Document segment >>
=-=-=

Livewire Lifescience Solutions Inc., a three-person company founded November last year, has landed a customer for its Linux-based high performance computer clusters.
The customer is using the cluster to analyze genome data from microarray experiments.
Livewire co-founder Michael Roberson tells Local Tech Wire he can’t name the client yet. “They’re preparing an announcement,” he says.
Computer clusters combine a number of PC level machines to create the powerful calculating abilities of supercomputers at much less cost. They evolved from work at NASA in the mid-1990s.
Roberson, who was with SAS for 16 years, says the company’s first customer is running a cluster of 30 1.8 gigahertz AMD Athalon dual processor computers with Red Hat Linux. “They’re getting 12 times the throughput at one-third the cost of their previous system in their drug discovery area,” he says.
The system costs in mid six figures for hardware and services.
Roberson heads the Raleigh office of the company. Jim Dhaliwal, chief executive officer and Scott Brown, chief technical officer, also co-founders, man a Toronto office of the dual headquartered company. They formed the company in November 2002.
“We’re self-funded and happy as clams about that,” Roberson says.
Livewire – no relation to Livewire Logic – offers complete cluster design, integration, implementation and maintenance. “We provide researchers with the computational resources needed for all phases of biological research,” Roberson says.
He says what differentiates Livewire from other high performance computer companies is that “We’re both a technology company and a bioinformatics company. We’ve developed our own technology for optimizing gene sequencing on a Linux cluster.”
He cites International Data Corp (IDC) of Framingham, MA, which says the current market for high performance computing is $1 billion annually and expected to grow to $2.5 billion by 2006.

=-=-=

Dataset >>
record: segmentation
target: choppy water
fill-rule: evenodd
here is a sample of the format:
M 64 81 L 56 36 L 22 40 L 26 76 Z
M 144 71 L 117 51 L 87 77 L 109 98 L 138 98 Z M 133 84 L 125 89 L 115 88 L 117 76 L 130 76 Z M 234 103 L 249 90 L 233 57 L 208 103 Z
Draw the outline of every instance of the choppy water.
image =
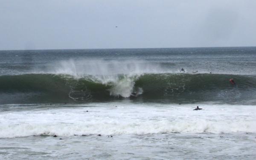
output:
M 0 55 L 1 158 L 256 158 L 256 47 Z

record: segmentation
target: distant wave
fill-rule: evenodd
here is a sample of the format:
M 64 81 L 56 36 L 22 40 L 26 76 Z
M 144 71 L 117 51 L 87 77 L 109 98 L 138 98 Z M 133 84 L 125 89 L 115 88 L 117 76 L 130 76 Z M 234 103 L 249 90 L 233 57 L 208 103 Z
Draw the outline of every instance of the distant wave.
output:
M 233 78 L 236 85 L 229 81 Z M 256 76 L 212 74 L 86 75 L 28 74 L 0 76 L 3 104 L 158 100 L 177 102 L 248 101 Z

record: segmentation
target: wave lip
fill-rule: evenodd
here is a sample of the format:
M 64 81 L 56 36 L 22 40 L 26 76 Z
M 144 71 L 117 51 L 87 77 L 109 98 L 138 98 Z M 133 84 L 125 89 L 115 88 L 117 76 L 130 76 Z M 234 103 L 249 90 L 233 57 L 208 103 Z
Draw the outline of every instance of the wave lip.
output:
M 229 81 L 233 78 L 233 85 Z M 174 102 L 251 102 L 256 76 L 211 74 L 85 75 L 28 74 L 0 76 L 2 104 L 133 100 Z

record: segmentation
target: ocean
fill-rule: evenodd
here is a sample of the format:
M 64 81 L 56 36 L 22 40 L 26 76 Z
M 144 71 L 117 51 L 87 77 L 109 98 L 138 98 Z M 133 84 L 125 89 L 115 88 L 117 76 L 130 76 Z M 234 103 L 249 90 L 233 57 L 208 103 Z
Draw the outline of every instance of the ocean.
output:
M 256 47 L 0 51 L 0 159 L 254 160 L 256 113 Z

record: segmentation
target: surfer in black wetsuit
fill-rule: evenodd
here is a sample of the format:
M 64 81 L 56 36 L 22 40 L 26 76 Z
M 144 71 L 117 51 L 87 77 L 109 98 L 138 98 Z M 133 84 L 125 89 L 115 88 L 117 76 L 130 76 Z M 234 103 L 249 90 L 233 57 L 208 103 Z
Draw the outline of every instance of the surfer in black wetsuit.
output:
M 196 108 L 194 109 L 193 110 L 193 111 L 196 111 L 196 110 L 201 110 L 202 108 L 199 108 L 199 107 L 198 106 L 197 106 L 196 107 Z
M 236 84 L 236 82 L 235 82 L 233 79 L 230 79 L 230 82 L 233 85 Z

=-=-=

Problems to solve >>
1. How many years did Michael Roberson work at SAS, according to the article on Livewire Lifescience Solutions?
2. List every cluster service that the article on Livewire Lifescience Solutions says the company offers.

Answers for the exercise >>
1. 16 years

2. Cluster design, integration, implementation and maintenance